** What this task involves **
Write out, please, the line containing "of the ceiling" together with all lines after it, up to and including the last one, with no other output.

** Dataset records **

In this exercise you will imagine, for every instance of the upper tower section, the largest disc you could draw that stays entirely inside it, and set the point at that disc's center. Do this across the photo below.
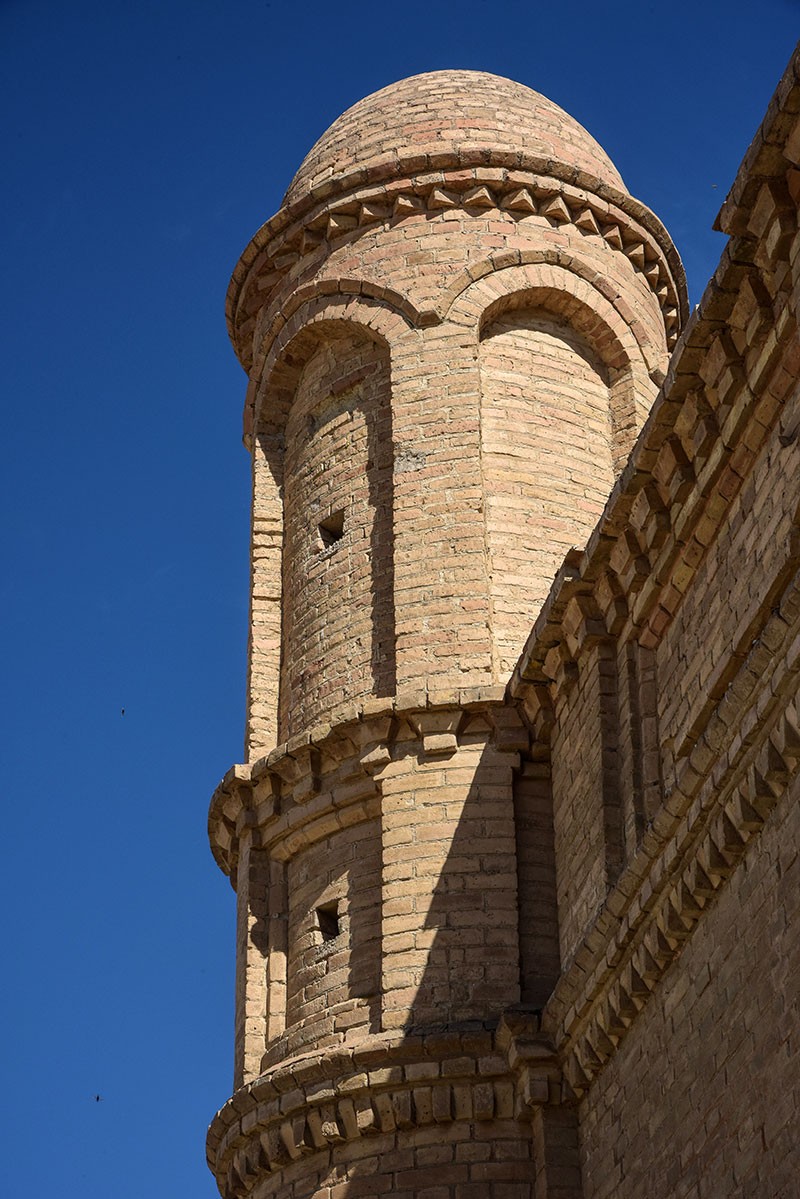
(450, 118)
(453, 330)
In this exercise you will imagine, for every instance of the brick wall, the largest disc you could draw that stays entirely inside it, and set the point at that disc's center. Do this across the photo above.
(702, 1096)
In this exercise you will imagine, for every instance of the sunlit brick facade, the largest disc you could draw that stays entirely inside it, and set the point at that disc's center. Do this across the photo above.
(512, 905)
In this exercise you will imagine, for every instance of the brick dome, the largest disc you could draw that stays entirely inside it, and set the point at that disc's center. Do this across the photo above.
(439, 118)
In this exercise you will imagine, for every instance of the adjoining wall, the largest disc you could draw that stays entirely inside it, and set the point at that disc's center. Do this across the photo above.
(702, 1096)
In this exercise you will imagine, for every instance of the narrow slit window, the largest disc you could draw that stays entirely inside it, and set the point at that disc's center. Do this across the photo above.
(328, 920)
(331, 529)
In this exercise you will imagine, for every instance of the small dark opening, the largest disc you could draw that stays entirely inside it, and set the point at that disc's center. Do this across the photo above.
(328, 917)
(331, 529)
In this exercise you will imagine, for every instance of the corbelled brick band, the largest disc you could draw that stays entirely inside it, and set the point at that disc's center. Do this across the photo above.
(488, 877)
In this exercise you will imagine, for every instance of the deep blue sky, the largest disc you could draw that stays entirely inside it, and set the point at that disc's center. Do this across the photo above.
(143, 145)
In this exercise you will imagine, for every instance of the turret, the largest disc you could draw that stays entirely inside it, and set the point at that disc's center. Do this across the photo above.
(453, 329)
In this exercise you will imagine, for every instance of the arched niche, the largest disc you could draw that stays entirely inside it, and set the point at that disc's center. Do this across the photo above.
(548, 369)
(323, 561)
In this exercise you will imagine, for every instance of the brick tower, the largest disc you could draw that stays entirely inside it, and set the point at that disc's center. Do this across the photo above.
(453, 330)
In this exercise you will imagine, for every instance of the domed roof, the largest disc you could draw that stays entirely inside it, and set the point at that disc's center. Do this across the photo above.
(445, 113)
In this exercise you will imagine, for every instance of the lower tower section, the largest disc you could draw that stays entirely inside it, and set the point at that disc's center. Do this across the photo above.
(389, 1041)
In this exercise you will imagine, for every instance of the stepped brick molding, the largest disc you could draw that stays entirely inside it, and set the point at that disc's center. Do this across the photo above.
(516, 843)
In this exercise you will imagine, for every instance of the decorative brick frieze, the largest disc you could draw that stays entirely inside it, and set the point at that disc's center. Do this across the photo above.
(332, 772)
(627, 228)
(319, 1101)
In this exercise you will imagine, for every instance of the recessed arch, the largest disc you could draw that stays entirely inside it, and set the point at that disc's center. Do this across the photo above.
(323, 459)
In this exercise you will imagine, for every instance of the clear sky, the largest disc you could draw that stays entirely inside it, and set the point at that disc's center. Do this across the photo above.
(143, 145)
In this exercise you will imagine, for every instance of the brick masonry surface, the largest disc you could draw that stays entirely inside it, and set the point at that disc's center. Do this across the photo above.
(516, 907)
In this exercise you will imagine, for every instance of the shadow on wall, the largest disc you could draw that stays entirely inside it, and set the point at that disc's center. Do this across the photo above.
(469, 890)
(338, 579)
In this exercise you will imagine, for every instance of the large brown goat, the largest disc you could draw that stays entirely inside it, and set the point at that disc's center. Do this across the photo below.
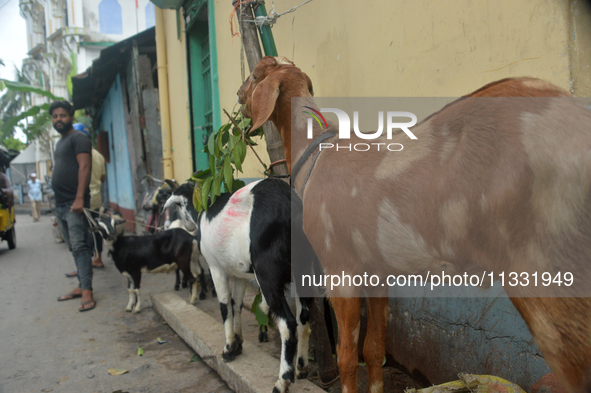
(491, 184)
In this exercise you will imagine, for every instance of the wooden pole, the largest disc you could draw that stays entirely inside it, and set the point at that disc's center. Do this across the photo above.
(327, 369)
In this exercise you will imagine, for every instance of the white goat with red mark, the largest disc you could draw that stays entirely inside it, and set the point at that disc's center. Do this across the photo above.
(491, 184)
(246, 235)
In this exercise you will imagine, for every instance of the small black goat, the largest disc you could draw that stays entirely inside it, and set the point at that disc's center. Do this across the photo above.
(162, 252)
(247, 235)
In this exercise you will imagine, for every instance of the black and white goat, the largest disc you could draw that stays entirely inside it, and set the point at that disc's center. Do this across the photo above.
(246, 235)
(162, 252)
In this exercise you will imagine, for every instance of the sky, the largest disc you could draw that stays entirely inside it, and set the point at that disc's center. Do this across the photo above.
(13, 38)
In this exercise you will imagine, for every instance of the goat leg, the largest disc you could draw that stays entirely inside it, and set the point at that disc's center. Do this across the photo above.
(303, 317)
(348, 314)
(177, 283)
(374, 347)
(131, 301)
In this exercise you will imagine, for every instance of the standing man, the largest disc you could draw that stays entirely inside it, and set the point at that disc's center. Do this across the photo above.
(97, 178)
(35, 195)
(71, 176)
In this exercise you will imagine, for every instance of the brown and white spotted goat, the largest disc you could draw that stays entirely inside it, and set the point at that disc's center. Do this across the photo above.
(491, 184)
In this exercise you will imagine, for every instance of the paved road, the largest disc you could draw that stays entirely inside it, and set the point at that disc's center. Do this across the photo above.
(46, 346)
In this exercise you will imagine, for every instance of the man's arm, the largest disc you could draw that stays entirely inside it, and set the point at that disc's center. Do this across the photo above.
(83, 180)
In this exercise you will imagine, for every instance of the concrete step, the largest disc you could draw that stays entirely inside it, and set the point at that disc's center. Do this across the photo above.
(255, 371)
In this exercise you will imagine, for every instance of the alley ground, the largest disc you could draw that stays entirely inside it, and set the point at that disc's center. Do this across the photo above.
(48, 346)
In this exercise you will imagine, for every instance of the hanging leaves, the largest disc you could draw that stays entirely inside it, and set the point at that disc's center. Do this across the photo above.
(227, 149)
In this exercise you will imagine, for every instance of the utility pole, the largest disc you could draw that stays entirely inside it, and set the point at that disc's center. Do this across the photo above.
(327, 368)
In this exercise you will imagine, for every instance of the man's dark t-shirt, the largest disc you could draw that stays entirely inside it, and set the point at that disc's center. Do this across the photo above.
(65, 170)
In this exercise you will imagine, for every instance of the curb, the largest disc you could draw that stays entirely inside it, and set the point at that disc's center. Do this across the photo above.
(254, 371)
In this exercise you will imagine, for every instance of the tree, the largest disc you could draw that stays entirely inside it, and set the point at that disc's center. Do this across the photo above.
(14, 100)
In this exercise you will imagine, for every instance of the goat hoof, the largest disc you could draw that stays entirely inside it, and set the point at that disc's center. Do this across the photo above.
(233, 350)
(302, 373)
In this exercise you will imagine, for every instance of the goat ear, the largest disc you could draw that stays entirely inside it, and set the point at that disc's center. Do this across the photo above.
(309, 81)
(263, 100)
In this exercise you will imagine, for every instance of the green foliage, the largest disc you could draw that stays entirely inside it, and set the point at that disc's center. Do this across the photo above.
(26, 88)
(226, 147)
(12, 102)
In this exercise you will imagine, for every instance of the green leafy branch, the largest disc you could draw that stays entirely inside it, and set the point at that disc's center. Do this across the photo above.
(226, 147)
(42, 118)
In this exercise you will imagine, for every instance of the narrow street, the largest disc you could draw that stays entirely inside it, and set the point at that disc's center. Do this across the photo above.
(48, 346)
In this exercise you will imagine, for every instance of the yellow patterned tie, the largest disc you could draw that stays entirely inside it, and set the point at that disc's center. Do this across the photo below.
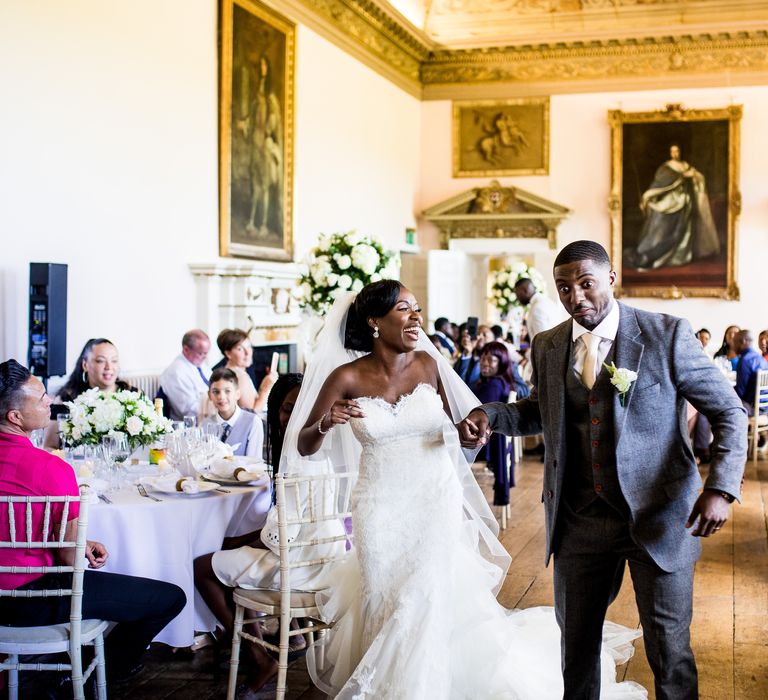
(590, 371)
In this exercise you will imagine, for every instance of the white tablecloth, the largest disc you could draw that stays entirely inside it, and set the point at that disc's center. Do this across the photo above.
(161, 540)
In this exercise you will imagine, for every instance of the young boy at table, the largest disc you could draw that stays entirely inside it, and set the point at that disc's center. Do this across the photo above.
(240, 429)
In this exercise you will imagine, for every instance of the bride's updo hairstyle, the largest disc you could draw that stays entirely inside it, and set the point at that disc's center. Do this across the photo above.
(375, 299)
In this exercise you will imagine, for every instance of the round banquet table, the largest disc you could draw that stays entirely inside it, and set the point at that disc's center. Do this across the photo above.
(161, 540)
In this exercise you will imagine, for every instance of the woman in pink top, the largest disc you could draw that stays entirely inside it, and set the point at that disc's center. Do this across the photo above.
(141, 607)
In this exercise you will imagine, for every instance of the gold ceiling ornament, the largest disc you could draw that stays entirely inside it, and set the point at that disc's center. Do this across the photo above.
(496, 211)
(712, 50)
(599, 60)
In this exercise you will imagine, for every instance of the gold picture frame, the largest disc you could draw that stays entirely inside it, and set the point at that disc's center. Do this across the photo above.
(256, 116)
(675, 201)
(493, 138)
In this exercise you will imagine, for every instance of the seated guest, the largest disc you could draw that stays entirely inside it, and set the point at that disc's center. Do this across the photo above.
(141, 607)
(280, 405)
(238, 352)
(750, 362)
(762, 343)
(444, 331)
(252, 561)
(98, 366)
(498, 377)
(240, 429)
(468, 363)
(727, 348)
(184, 382)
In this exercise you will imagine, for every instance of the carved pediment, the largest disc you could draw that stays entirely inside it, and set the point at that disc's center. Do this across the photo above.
(497, 212)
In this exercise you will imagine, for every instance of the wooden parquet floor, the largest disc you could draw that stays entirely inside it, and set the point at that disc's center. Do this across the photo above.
(730, 626)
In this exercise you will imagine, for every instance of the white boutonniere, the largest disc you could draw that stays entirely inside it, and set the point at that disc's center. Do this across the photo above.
(621, 378)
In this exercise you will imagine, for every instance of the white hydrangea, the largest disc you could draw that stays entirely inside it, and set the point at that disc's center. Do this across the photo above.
(366, 258)
(353, 238)
(134, 425)
(319, 270)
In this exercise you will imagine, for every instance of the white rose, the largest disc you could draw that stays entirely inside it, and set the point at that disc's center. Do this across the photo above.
(622, 379)
(134, 425)
(353, 238)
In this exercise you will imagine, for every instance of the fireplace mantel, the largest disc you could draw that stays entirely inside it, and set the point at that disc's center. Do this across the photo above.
(255, 296)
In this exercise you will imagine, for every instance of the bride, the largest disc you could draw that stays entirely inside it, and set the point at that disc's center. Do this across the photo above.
(414, 602)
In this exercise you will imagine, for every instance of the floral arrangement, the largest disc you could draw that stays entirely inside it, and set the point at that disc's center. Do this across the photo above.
(503, 284)
(343, 262)
(94, 414)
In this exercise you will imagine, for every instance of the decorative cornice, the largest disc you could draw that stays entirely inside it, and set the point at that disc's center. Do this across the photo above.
(600, 60)
(373, 32)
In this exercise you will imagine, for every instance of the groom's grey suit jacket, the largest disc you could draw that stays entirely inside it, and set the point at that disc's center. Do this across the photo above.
(655, 466)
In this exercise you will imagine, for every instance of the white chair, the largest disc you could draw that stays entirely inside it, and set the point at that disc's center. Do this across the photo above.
(50, 639)
(758, 423)
(306, 506)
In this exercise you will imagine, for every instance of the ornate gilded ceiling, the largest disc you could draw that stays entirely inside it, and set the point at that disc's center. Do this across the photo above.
(446, 49)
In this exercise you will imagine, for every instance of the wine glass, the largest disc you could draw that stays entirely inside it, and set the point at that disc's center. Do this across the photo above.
(122, 448)
(108, 450)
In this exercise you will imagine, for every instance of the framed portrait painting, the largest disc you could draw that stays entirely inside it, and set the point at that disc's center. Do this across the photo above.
(257, 50)
(501, 137)
(675, 201)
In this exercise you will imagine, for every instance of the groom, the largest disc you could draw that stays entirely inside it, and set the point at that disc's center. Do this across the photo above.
(620, 481)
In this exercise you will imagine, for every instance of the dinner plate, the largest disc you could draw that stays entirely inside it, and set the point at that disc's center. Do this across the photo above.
(168, 485)
(230, 481)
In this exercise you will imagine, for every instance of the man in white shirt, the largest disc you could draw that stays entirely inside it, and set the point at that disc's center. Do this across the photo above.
(185, 381)
(543, 313)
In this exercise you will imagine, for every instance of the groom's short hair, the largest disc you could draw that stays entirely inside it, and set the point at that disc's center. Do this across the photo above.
(582, 250)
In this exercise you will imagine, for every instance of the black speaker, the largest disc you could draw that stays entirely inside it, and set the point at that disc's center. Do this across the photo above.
(47, 319)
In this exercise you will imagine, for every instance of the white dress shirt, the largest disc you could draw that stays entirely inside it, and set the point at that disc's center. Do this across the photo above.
(184, 387)
(606, 330)
(543, 314)
(255, 437)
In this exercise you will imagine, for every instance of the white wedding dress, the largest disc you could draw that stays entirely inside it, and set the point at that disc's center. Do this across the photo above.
(416, 617)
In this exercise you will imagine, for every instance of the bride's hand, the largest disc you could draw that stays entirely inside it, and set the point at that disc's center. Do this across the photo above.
(340, 413)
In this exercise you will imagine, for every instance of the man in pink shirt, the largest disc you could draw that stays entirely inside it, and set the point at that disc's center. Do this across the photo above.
(140, 606)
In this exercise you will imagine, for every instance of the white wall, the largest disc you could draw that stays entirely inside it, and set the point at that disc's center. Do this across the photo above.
(580, 179)
(108, 136)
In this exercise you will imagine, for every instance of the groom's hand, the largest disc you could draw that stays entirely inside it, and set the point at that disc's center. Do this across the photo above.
(474, 429)
(712, 511)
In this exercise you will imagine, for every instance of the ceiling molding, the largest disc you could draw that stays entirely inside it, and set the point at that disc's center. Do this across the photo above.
(377, 35)
(723, 59)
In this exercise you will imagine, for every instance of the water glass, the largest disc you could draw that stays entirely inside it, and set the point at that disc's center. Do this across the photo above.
(37, 437)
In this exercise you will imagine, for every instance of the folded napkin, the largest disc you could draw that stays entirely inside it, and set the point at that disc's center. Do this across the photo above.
(173, 482)
(242, 471)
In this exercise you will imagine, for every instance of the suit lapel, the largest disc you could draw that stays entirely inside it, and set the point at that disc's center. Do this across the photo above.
(628, 353)
(558, 363)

** Result **
In this exercise you will imagine, for every instance of the ceiling molding, the largest disc you could draw that stays entirely inside it, and set the point at that disc's center. Do this across the photo above.
(377, 35)
(723, 59)
In this exercise you will imagine, for every instance of the water glass, the largest disc you could draw that stays entirely inside it, and set the point at that disc's center. Do this across the photo above.
(37, 437)
In this exercise you will imagine, for every instance of the folded napkin, the largest disc you could draw that stays entirely inside it, and set the point at that disc's center. Do this across the photo above.
(173, 482)
(242, 471)
In this exercise you will imagine, for every instance of the suit lapel, the largest disc you could draw that stays entirely inside it, and set the point at that disc's center. Do this across the photo above.
(628, 353)
(558, 363)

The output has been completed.